*EXERCISE BRIEF*.
Tally the lines below that contain "wall" and reply with only the tally.

[Photo-based referring expression data]
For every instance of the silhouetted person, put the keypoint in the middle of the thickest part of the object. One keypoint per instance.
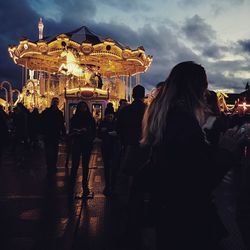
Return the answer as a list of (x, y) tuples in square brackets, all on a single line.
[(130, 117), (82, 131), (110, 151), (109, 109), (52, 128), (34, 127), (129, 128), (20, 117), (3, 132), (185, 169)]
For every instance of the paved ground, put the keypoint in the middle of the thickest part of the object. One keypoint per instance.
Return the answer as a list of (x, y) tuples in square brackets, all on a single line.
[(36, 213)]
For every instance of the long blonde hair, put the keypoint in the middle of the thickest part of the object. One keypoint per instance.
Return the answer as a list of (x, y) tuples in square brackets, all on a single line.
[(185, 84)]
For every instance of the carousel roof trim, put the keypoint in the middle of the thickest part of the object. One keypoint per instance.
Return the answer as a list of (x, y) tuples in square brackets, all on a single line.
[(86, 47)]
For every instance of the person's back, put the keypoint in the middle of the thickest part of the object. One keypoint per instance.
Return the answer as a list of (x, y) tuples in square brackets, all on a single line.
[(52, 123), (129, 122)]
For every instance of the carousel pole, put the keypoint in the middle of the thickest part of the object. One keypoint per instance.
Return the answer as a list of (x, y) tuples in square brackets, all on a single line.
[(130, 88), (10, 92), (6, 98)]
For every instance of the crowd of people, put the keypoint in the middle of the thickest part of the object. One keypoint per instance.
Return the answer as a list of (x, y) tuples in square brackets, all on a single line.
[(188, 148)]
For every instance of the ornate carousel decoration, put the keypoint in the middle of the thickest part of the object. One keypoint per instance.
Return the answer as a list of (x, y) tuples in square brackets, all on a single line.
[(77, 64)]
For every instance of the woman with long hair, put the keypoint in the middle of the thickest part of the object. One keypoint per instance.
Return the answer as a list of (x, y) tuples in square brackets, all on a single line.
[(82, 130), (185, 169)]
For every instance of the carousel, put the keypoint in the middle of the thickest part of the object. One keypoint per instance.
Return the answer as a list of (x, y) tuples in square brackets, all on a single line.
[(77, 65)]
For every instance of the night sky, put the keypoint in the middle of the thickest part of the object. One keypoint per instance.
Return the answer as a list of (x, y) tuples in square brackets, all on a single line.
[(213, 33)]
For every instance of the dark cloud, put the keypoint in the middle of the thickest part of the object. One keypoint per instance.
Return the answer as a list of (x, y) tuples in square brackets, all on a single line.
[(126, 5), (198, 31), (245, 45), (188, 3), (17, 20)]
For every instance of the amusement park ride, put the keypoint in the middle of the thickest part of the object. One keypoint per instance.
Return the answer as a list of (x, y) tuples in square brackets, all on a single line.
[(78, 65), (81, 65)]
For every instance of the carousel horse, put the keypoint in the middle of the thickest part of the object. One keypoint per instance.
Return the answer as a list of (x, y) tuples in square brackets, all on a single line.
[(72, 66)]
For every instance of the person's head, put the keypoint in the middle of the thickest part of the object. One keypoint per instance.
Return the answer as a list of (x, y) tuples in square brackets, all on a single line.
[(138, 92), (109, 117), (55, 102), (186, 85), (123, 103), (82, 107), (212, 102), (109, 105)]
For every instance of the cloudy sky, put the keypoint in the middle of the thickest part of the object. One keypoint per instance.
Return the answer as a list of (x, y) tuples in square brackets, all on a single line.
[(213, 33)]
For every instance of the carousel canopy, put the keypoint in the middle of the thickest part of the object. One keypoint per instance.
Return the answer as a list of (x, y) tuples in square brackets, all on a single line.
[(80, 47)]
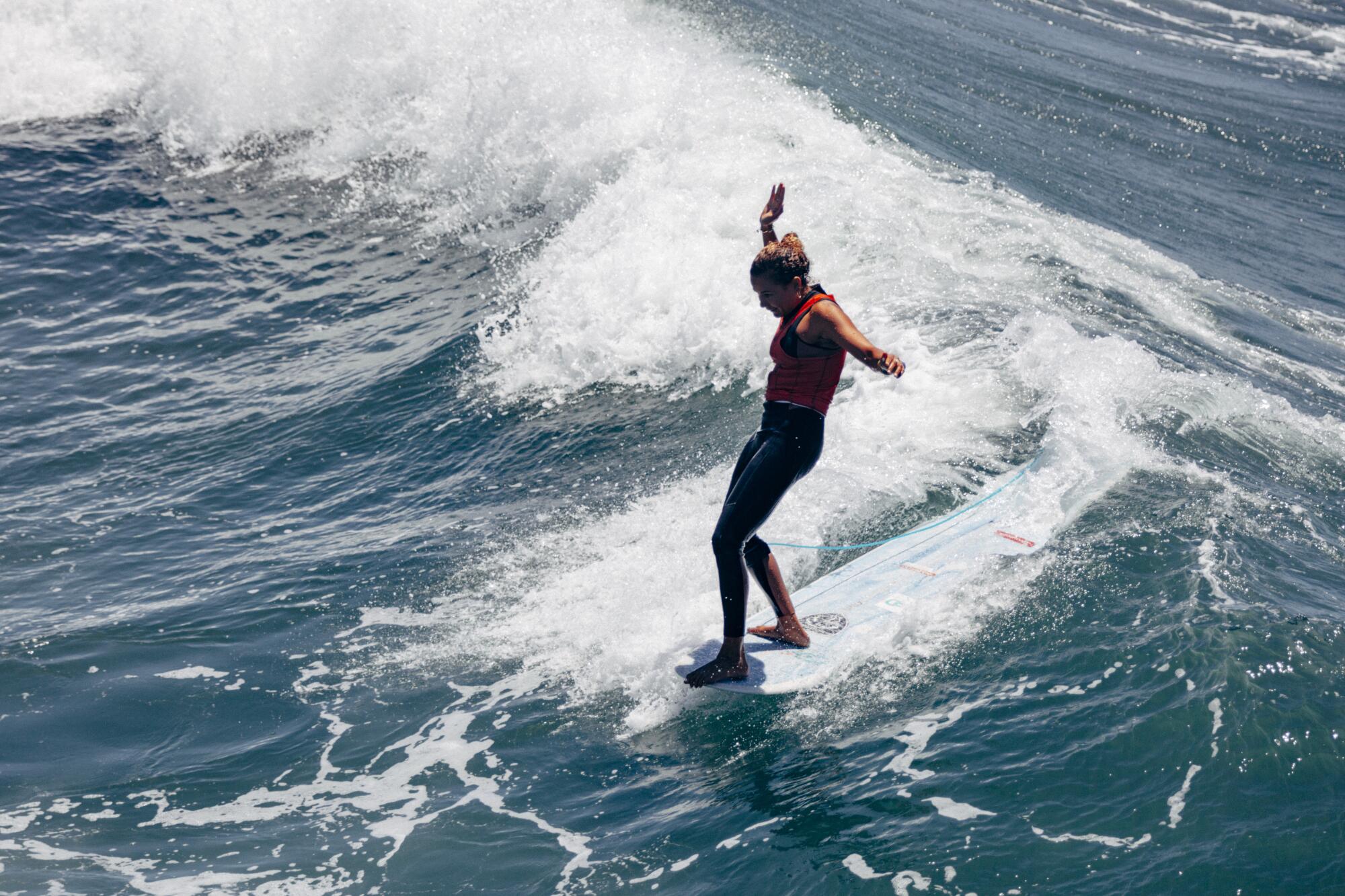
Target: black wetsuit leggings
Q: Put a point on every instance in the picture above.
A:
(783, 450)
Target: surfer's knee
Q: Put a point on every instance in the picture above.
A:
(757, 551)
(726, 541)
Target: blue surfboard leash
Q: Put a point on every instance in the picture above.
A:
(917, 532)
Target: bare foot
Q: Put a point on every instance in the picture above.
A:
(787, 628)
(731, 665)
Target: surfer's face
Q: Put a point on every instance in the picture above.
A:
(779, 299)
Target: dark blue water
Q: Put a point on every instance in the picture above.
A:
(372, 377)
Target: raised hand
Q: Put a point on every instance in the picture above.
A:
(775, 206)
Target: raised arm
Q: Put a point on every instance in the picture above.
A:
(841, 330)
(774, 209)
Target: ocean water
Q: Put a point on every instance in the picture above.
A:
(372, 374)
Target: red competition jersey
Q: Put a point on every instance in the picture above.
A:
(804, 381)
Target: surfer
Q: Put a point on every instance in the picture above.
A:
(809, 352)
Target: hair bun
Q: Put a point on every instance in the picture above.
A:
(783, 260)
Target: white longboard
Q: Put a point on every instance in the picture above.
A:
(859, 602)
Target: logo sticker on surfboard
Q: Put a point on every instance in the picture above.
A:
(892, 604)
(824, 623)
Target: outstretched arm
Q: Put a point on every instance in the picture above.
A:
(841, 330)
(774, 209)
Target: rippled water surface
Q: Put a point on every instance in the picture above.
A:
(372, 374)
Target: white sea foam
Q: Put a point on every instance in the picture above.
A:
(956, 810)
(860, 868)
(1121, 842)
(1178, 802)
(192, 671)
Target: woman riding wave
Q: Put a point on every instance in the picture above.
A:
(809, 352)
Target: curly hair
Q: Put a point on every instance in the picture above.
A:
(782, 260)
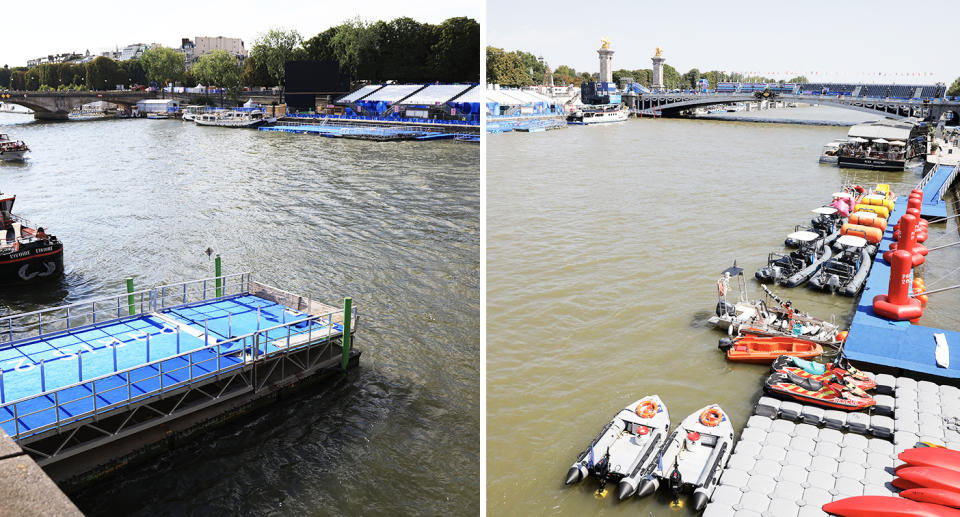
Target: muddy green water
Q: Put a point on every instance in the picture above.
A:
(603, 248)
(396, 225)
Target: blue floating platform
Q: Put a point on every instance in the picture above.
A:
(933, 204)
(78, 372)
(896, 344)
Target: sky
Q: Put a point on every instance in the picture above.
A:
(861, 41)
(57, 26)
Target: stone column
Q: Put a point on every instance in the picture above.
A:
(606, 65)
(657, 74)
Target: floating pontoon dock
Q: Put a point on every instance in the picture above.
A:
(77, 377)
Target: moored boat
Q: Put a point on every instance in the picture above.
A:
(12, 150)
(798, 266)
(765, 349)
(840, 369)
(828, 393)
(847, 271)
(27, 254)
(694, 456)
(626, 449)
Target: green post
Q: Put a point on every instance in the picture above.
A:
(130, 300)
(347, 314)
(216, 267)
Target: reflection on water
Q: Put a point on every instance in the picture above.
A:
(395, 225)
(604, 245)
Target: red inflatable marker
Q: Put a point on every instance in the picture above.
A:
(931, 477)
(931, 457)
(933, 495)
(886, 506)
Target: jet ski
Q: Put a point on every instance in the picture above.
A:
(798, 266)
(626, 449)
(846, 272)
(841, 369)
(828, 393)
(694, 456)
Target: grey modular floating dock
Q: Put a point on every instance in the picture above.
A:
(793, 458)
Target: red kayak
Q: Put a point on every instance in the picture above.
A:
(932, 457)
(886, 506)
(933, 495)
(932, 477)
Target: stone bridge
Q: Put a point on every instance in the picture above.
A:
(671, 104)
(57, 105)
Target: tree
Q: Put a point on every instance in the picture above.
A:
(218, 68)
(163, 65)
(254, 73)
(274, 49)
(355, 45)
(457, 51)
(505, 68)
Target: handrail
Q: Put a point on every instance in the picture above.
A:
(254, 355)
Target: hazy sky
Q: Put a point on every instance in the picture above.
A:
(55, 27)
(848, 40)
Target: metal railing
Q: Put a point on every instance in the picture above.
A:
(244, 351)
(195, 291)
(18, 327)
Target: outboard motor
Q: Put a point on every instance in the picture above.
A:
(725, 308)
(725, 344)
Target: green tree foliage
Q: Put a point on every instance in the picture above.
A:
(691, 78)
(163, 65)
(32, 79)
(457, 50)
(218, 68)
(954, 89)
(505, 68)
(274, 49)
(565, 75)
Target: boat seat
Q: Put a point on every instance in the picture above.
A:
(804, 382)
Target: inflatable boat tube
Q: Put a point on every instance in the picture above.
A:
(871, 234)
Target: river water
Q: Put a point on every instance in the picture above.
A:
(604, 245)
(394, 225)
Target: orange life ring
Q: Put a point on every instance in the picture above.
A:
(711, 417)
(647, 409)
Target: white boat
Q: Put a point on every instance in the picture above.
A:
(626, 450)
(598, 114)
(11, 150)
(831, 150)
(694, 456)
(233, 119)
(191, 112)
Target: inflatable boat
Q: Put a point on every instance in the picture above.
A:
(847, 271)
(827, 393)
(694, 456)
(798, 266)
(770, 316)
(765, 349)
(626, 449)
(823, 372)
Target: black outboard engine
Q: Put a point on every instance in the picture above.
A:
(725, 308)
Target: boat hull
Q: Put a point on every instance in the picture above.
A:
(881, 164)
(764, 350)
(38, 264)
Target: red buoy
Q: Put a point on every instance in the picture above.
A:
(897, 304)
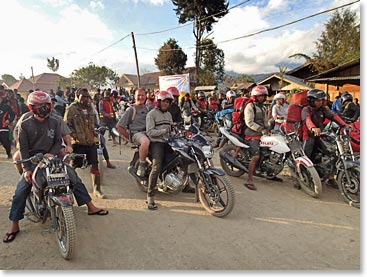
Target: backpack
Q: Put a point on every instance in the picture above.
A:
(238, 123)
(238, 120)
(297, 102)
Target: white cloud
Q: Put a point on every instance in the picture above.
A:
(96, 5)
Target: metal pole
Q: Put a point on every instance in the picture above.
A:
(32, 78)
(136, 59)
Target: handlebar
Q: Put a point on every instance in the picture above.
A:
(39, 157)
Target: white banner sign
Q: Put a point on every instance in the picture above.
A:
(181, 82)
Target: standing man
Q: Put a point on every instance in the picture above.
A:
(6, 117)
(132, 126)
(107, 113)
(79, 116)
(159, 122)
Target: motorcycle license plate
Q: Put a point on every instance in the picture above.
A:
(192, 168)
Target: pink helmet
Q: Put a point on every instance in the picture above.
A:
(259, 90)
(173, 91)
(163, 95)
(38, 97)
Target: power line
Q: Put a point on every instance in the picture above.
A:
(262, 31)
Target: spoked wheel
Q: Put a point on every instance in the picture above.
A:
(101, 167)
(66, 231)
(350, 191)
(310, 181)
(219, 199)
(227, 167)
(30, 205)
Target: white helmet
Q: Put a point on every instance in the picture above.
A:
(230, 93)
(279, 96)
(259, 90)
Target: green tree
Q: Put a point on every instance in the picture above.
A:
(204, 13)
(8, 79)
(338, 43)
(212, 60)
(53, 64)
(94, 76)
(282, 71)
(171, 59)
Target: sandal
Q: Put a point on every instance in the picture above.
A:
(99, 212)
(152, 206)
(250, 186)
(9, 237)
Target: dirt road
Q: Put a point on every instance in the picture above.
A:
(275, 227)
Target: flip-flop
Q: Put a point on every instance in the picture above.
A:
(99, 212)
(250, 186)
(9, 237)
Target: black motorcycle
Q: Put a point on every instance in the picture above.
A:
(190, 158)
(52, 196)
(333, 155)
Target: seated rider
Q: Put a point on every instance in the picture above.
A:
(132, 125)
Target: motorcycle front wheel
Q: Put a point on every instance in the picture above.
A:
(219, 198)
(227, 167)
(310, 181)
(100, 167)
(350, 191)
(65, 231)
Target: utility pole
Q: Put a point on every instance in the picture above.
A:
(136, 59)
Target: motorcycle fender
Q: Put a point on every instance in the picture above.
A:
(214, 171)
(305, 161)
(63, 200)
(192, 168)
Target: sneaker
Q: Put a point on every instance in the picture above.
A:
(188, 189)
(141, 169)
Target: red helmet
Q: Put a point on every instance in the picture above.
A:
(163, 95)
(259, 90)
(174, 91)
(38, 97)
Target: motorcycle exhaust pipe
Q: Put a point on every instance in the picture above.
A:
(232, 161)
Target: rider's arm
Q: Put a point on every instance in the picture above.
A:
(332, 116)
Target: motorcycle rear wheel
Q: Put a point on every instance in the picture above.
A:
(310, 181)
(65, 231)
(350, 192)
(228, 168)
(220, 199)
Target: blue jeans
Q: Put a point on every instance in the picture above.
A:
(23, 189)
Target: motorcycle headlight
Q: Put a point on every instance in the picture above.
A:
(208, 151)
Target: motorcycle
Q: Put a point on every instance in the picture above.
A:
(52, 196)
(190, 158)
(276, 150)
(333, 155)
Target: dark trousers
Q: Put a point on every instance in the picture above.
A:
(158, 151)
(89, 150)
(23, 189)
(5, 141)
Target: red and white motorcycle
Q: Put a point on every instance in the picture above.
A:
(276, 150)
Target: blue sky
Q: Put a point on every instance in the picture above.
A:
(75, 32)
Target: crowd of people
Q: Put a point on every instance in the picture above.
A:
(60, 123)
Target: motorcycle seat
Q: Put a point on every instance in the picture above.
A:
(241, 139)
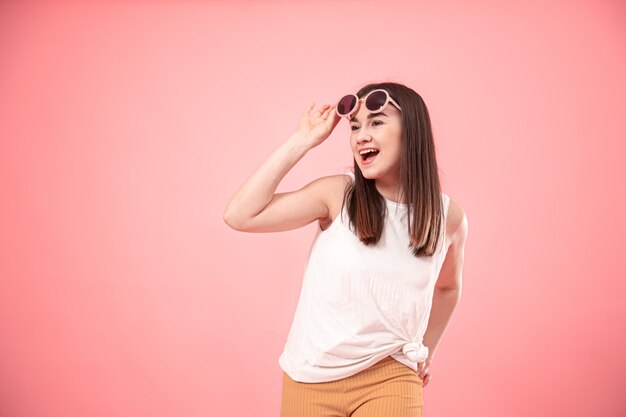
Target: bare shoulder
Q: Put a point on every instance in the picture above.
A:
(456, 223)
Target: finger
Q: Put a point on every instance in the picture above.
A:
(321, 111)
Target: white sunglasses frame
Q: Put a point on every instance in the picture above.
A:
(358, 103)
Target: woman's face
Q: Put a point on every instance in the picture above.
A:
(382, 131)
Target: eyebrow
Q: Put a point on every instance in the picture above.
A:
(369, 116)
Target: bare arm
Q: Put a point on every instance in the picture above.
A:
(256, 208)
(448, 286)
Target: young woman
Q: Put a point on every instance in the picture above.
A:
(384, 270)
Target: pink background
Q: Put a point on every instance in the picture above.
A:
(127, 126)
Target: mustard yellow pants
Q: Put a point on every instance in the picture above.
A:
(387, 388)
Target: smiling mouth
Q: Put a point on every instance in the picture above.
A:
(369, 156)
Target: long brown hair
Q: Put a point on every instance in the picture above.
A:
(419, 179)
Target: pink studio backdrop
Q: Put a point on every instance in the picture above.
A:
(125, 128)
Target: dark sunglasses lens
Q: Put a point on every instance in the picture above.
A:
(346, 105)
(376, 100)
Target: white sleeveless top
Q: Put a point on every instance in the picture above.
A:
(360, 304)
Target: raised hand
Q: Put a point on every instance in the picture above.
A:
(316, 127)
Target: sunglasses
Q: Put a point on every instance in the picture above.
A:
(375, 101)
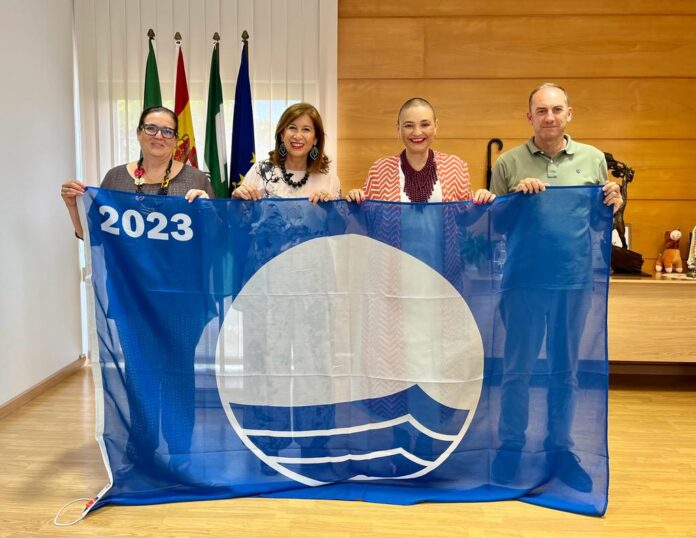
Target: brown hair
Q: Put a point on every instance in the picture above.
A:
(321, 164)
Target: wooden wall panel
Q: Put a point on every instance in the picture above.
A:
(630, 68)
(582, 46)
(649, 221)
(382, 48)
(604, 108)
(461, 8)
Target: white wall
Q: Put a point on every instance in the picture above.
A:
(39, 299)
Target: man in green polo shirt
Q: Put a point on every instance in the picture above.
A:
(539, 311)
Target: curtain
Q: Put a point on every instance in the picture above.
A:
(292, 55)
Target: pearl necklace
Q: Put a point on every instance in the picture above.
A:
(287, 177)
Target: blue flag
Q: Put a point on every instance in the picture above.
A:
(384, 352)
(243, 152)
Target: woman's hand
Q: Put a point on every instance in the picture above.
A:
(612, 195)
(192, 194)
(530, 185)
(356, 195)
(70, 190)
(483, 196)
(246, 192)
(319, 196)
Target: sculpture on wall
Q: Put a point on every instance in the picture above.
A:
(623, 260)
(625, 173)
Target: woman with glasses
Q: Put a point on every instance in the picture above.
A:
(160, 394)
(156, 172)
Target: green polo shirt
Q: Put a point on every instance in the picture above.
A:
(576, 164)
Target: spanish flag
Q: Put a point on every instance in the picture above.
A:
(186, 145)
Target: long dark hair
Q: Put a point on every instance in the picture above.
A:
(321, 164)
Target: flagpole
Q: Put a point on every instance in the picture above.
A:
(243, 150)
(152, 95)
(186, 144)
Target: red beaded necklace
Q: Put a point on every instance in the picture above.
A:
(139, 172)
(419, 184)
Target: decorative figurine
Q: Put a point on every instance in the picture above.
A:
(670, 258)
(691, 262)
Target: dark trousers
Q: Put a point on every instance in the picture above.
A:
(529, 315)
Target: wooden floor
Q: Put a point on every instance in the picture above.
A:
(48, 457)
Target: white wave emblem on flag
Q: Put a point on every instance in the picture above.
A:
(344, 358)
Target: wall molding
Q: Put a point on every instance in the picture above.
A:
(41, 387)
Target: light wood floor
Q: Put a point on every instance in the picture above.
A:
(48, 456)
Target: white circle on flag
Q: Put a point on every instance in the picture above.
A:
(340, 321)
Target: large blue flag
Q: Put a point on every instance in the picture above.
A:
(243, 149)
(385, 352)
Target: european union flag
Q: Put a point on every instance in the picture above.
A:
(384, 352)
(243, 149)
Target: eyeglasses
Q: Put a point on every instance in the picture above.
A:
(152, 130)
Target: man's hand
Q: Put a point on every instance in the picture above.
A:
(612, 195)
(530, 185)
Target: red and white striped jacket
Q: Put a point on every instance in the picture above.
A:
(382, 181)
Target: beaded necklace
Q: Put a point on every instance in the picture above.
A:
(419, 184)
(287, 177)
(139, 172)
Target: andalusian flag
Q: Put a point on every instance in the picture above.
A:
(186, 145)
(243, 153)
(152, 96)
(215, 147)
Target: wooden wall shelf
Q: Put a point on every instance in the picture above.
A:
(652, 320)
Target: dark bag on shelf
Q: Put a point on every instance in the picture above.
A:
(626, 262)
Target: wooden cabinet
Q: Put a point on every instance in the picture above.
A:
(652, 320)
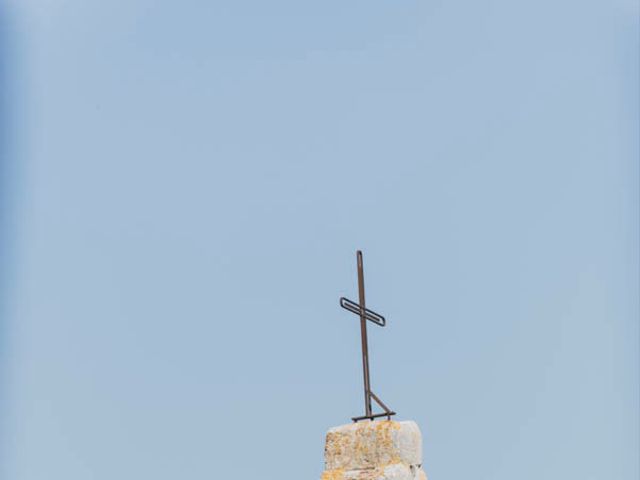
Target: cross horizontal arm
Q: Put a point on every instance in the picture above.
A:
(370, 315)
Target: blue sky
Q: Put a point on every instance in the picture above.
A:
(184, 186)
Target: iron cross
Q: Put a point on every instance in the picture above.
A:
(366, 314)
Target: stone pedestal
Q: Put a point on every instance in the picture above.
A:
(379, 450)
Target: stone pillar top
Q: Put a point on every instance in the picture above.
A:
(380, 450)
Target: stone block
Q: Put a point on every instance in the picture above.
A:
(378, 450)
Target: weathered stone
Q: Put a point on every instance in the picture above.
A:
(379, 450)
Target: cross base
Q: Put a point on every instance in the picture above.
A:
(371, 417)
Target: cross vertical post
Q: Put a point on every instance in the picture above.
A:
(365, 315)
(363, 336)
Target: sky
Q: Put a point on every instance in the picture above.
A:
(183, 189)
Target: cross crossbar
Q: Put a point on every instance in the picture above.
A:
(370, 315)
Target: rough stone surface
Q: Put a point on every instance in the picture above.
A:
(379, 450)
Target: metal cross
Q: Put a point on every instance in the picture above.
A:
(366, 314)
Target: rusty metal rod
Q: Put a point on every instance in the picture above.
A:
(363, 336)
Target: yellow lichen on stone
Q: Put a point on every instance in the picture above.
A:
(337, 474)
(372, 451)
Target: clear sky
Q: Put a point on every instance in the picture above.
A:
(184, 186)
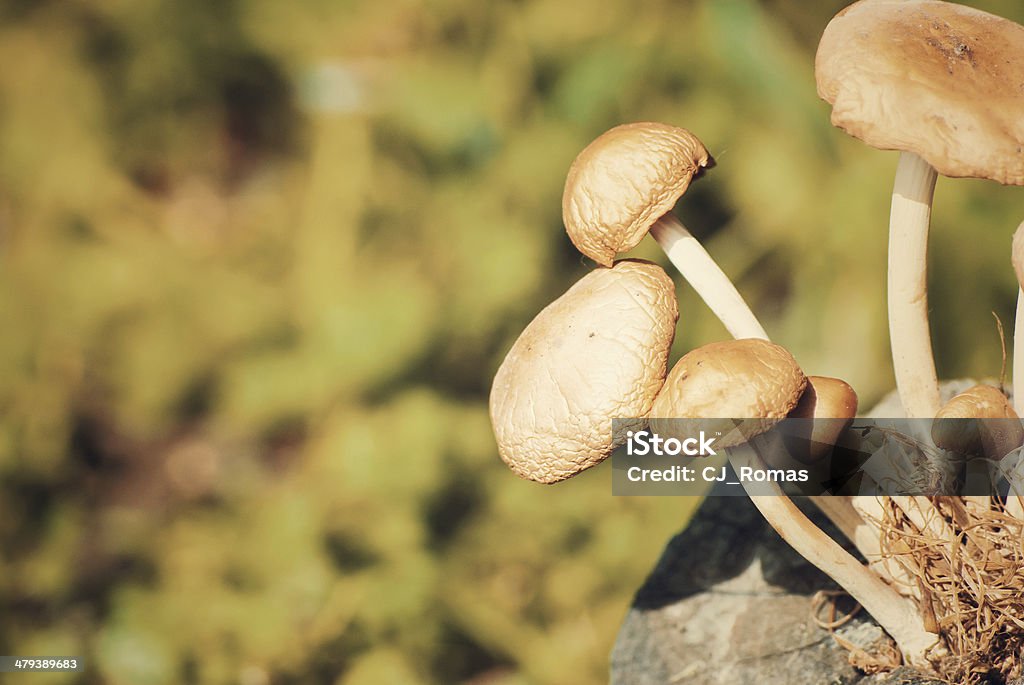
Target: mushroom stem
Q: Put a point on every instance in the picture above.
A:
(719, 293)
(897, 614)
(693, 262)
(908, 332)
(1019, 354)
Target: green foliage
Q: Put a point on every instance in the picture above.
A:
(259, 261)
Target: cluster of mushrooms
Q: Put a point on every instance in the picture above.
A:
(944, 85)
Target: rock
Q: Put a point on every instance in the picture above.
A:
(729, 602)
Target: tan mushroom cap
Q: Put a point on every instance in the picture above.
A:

*THE ANSWER*.
5